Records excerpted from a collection

>>>>>

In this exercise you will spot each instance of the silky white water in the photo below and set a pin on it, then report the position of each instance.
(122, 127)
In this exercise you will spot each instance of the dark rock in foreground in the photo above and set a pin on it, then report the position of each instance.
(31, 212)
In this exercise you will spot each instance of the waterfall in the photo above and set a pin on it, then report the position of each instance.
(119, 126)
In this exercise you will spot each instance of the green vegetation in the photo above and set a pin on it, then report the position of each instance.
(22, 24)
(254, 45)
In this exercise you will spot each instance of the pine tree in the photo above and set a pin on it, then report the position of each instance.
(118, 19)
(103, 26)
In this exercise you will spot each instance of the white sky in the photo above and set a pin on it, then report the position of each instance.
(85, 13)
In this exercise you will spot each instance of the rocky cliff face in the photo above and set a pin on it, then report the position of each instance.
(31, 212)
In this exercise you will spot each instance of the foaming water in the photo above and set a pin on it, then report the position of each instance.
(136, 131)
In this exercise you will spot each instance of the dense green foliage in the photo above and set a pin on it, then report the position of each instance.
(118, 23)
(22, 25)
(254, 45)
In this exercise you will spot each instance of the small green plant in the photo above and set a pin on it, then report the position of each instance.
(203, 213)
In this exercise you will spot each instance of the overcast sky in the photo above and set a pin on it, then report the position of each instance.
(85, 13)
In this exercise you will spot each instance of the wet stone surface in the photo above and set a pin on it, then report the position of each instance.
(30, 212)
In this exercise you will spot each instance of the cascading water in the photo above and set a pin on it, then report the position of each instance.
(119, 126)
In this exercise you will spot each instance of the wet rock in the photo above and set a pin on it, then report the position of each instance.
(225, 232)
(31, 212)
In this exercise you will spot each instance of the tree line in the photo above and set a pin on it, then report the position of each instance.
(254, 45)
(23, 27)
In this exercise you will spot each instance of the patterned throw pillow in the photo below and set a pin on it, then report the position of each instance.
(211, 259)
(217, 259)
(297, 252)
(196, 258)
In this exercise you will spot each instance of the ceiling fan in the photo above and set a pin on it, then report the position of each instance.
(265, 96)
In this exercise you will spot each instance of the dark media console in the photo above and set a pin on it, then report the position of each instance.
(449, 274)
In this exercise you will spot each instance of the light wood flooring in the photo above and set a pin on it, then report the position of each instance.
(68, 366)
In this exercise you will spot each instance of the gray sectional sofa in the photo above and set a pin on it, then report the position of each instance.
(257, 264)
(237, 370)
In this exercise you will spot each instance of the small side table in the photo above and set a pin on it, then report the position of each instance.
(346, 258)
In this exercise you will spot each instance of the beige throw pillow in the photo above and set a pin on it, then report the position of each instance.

<<<<<

DESCRIPTION OF THE TASK
Restate each record word for word.

ANSWER SECTION
In this exercise you will spot each instance of the silky white water in the photo below and set a pin on it, then report the position of each instance.
(122, 127)
In this exercise you will spot each instance of the dark rock in foreground in the photo above and set a pin on it, then report the position of each instance.
(31, 212)
In this exercise you will spot each instance of the waterfall in the photo above and set a pin on it, then report the position of each instance.
(119, 126)
In this exercise you will spot each instance of the green vegetation in the photo above and set a pin on it, then report the position of each instance.
(22, 24)
(254, 45)
In this exercise you will spot each instance of the pine tree in the photo above and set a pin on it, then report the position of each instance.
(118, 19)
(103, 26)
In this exercise you will spot each instance of the white sky in the photo above and set a pin on it, then report the position of each instance.
(85, 13)
In this exercise you will spot each instance of the rocky cliff face in the photo above and set a pin on it, then report the position of each instance.
(31, 212)
In this exercise you will spot each instance of the foaming water in the photo above and set a pin on it, then report the position of each instance.
(136, 131)
In this exercise you will spot each instance of the dense green foliage in the photo above and set a pin on it, then report the position of each instance.
(118, 23)
(22, 25)
(254, 45)
In this exercise you will spot each instance of the small green plant in the photo above and set a pin on it, then report the position of each instance.
(203, 213)
In this exercise you will spot each instance of the overcast sky in the photo above and set a pin on it, then report the position of each instance.
(85, 13)
In this exercise you will spot each instance of the wet stone surface in the photo above and set a pin on it, then report the position of each instance.
(30, 212)
In this exercise you will spot each instance of the cascading water in the photo above and set a pin on it, then report the position of each instance.
(119, 126)
In this exercise you will spot each instance of the wet rock in the photo above and set a pin on it, then report the position of each instance.
(225, 232)
(31, 212)
In this exercise you will spot each instance of the tree line in the photo above and set a pin on it, then report the position of each instance.
(254, 45)
(23, 27)
In this exercise you will spot each instance of the patterned throw pillow in the photo below and set a pin on it, then report the position of each instance.
(211, 259)
(217, 259)
(297, 252)
(196, 258)
In this exercise you will spot each instance of the ceiling fan in the photo above and set a pin on it, then report the position of each instance.
(265, 96)
In this exercise you will spot each instance of the dark media console in the photo above and set a pin on it, then report the position of each instance.
(449, 274)
In this exercise you will spot each instance of the light wood flooring in the photo above and set a pin on it, then report the position of each instance.
(68, 366)
In this exercise you will spot each instance of the gray sectional sofa in the photo above and set a pin on it, then report the position of each instance.
(257, 264)
(237, 370)
In this exercise you will spot each instance of the small side table in the photo above and set a pin on it, then report the position of each instance.
(346, 258)
In this exercise you will spot each instance of the beige throw pillow in the photo above and set a pin on it, then report the position of each instance.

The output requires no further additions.